[Position identification records]
######

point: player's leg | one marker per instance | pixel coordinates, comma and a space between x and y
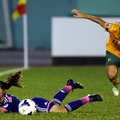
60, 95
71, 106
112, 72
112, 63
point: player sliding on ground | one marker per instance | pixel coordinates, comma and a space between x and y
112, 47
9, 103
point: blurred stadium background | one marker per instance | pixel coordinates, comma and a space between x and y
40, 31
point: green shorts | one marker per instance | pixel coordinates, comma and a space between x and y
111, 59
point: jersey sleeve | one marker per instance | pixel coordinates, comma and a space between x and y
107, 26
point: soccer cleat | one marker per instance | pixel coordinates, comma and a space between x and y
115, 89
94, 97
74, 84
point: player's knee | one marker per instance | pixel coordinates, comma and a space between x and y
111, 77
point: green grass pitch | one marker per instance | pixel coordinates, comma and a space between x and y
46, 81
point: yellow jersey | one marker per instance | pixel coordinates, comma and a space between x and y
113, 42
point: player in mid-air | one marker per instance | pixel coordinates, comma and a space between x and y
112, 47
9, 103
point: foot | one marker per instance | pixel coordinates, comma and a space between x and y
74, 84
115, 89
94, 97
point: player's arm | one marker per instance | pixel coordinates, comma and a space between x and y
79, 14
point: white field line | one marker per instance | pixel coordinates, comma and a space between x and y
12, 71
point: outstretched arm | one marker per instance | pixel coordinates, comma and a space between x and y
79, 14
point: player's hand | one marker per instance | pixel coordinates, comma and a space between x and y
77, 13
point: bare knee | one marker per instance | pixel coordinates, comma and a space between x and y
111, 73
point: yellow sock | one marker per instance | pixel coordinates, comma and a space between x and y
116, 81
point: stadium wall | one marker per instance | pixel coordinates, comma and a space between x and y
40, 13
78, 41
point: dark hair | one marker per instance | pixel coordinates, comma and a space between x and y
12, 80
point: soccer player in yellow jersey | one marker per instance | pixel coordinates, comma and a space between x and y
112, 47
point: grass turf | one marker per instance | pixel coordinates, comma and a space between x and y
46, 81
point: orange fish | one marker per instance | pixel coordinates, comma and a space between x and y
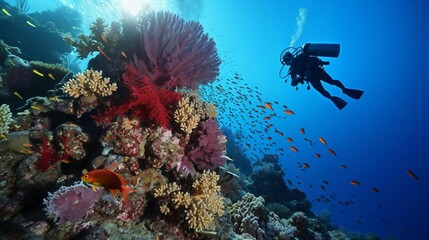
268, 105
332, 152
110, 180
322, 140
289, 112
294, 149
354, 182
412, 175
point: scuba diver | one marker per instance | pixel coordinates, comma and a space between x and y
305, 66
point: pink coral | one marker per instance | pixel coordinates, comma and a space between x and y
146, 101
71, 203
175, 52
208, 150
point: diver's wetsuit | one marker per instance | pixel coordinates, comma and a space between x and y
308, 68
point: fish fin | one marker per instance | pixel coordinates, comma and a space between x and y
125, 191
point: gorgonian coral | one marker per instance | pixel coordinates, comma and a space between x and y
208, 151
175, 52
71, 203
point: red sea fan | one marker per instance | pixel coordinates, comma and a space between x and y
175, 52
210, 147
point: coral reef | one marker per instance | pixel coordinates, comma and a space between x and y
5, 120
92, 43
70, 203
186, 116
232, 187
268, 175
17, 31
249, 215
176, 53
139, 115
88, 85
209, 150
201, 205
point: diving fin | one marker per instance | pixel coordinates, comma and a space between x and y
340, 103
353, 93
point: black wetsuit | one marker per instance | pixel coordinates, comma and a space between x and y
309, 68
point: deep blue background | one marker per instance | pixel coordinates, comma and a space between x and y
384, 51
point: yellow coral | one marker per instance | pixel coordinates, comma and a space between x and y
201, 206
5, 120
186, 115
89, 83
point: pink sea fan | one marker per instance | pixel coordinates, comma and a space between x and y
71, 203
210, 147
175, 52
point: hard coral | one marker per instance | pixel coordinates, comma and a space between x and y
89, 84
71, 203
209, 149
201, 205
5, 120
186, 116
176, 53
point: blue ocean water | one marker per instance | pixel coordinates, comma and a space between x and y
379, 137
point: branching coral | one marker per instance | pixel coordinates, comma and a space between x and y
5, 120
175, 52
200, 206
89, 84
207, 152
186, 116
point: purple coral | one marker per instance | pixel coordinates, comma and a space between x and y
210, 147
71, 203
175, 52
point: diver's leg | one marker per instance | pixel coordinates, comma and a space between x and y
324, 76
318, 86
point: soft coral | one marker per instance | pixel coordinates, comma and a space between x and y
145, 101
47, 155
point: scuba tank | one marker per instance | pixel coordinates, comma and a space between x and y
322, 49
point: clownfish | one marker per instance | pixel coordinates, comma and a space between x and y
109, 180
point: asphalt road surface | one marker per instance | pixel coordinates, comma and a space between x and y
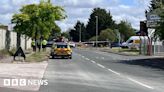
95, 71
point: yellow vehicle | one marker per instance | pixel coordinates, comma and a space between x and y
61, 50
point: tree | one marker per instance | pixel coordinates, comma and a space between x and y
37, 20
107, 35
74, 33
156, 6
104, 21
66, 35
125, 30
160, 29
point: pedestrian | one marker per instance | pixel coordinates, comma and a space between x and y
44, 44
39, 44
33, 45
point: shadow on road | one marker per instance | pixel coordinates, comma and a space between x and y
153, 62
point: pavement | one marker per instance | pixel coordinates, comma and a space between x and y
95, 71
28, 71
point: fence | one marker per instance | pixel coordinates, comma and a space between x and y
8, 39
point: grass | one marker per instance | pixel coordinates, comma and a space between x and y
37, 57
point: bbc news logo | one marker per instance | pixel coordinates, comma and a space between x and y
24, 82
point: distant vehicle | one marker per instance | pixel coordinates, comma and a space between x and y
115, 44
50, 43
72, 44
134, 42
61, 50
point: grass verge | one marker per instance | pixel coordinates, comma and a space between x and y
37, 57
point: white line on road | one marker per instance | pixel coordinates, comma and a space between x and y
93, 61
114, 72
101, 65
87, 58
102, 57
142, 84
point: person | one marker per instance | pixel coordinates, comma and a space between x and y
33, 45
44, 44
39, 45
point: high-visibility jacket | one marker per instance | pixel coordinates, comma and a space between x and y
44, 42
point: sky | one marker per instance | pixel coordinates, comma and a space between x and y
129, 10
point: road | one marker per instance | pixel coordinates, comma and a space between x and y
95, 71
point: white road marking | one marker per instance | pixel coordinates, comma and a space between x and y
101, 65
97, 57
142, 84
87, 58
93, 61
102, 58
114, 72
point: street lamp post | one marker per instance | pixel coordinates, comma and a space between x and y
80, 33
96, 30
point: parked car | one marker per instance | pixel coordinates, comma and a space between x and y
50, 43
61, 50
134, 42
115, 44
72, 44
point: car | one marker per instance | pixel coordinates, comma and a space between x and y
115, 44
61, 50
72, 44
50, 43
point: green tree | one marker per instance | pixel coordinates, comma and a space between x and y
125, 30
160, 29
66, 35
107, 35
37, 20
156, 6
104, 21
74, 33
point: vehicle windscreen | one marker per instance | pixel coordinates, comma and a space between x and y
62, 46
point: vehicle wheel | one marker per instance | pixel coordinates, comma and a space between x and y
70, 57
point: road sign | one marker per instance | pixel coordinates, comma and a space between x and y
19, 53
153, 17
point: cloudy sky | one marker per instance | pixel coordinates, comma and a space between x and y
130, 10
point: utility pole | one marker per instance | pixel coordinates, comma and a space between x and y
80, 33
96, 31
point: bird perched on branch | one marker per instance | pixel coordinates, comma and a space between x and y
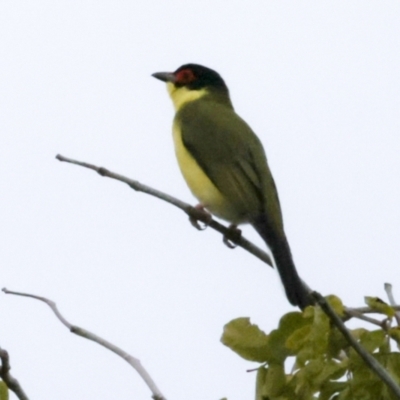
224, 164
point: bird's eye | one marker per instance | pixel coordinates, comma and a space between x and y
185, 77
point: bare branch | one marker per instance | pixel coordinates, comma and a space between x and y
392, 301
354, 313
368, 358
191, 211
134, 362
8, 379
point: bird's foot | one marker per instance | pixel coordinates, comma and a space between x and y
206, 218
232, 236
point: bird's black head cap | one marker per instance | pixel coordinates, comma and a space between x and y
195, 77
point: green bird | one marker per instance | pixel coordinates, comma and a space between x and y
225, 166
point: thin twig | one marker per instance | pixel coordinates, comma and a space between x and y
8, 379
191, 211
353, 313
134, 362
369, 360
392, 301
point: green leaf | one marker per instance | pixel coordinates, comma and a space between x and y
379, 305
278, 348
394, 333
311, 341
3, 391
246, 339
336, 304
373, 340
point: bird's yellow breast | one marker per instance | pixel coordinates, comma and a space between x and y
200, 185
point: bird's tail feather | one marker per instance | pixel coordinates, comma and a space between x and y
296, 291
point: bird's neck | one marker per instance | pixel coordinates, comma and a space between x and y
181, 96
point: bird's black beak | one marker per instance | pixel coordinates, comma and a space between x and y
164, 76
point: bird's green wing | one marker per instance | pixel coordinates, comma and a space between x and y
231, 155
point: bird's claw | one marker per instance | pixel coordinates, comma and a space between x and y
206, 218
232, 236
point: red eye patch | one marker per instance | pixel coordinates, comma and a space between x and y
184, 77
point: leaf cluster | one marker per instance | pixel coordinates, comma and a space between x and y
325, 367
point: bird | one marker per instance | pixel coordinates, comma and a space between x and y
225, 166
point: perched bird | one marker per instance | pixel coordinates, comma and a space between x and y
224, 164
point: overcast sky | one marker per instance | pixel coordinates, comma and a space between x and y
319, 82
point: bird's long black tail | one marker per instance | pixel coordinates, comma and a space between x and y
296, 292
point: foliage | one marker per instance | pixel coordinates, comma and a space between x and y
325, 367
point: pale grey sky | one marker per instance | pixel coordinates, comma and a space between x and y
318, 81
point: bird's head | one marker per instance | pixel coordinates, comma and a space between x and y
192, 81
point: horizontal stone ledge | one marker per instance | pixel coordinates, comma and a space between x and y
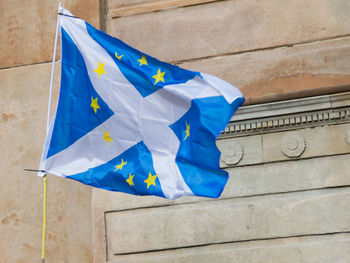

######

Exercise goal: Return each line of the data above that contains the word "vehicle".

Solution to the problem:
point: yellow vehicle | one marker per instance | pixel coordinates, comma and a space between x and y
point: distant vehicle | one marker per instance | pixel coordinates, comma and a space between x and y
point: vehicle windscreen | one marker per instance | pixel coordinates, comma and a space between x and y
point: vehicle wheel | one marker per instance | pixel coordinates, comma and a space between x and y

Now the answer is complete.